A polar-ring galaxy is a type of galaxy with an outer ring of gas and stars that rotates over the poles of the galaxy. These polar rings are thought to form when two galaxies gravitationally interact with each other. One possibility is that a material is tidally stripped from a passing galaxy to produce the polar ring. The other possibility is that a smaller galaxy collides orthogonally with the plane of rotation of the larger galaxy, with the smaller galaxy effectively forming the polar-ring structure.

The best-known polar-ring galaxies are S0s (lenticular galaxies), but from the physical point of view they are part of a wider category of galaxies, including several ellipticals.

The first four S0 galaxies that were identified as polar-ring galaxies were NGC 2685, NGC 4650A, A 0136 -0801, and ESO 415 -G26. While these galaxies have been extensively studied, many other polar-ring galaxies have since been identified. Polar-ring S0 galaxies may be found around 0.5% of all nearby lenticular galaxies, and it is possible that 5% of lenticular galaxies may have had polar rings at some point during their lifetimes.

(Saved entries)
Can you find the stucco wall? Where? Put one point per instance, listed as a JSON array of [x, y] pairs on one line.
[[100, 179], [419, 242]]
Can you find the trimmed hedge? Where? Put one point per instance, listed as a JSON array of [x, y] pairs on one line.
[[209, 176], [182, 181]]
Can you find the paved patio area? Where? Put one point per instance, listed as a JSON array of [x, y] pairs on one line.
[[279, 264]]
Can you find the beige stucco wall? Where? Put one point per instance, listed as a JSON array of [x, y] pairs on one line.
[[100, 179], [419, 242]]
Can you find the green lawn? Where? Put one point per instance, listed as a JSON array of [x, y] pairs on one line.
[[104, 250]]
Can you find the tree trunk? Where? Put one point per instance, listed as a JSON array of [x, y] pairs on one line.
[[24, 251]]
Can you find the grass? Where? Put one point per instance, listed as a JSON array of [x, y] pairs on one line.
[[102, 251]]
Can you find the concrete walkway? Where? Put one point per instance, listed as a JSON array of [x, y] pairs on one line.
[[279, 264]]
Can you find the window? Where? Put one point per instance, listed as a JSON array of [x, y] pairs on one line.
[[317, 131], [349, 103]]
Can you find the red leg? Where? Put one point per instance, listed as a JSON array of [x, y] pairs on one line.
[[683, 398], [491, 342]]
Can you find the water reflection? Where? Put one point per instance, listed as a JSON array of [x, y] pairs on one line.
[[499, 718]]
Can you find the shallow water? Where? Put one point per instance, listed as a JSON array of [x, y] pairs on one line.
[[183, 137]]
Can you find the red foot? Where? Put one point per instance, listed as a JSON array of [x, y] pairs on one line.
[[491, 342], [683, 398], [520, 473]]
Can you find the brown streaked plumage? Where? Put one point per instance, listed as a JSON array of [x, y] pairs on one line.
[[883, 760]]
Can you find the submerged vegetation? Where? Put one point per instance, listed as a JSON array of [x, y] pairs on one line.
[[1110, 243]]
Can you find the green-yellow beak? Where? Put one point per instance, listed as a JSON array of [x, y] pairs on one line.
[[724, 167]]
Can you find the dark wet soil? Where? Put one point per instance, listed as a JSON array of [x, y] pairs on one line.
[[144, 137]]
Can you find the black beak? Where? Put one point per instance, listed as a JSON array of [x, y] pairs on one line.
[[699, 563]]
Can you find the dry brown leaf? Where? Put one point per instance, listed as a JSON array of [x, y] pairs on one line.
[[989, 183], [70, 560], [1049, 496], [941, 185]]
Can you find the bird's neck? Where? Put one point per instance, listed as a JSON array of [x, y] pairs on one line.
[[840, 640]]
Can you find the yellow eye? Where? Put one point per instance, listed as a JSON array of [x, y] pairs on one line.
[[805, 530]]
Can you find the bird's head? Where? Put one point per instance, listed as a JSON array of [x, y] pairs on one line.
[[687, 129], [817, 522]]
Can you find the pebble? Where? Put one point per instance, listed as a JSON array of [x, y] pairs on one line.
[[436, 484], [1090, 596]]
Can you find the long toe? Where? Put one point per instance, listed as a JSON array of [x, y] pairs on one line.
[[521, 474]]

COMPLETE THE FOLLOWING -
A – From the polar-ring galaxy text, list the first four S0 galaxies identified as polar-ring galaxies.
B – Using the polar-ring galaxy text, mark each statement yes or no and quote the words that decide it: (i) polar rings are thought to form when two galaxies interact gravitationally; (ii) every polar-ring galaxy is a lenticular galaxy; (iii) polar-ring S0 galaxies may be found around 5% of all nearby lenticular galaxies.

RESULTS FOR EACH TASK -
A – NGC 2685, NGC 4650A, A 0136 -0801, ESO 415 -G26

B –
(i) Yes: "These polar rings are thought to form when two galaxies gravitationally interact with each other."
(ii) No: "they are part of a wider category of galaxies, including several ellipticals."
(iii) No: "Polar-ring S0 galaxies may be found around 0.5% of all nearby lenticular galaxies"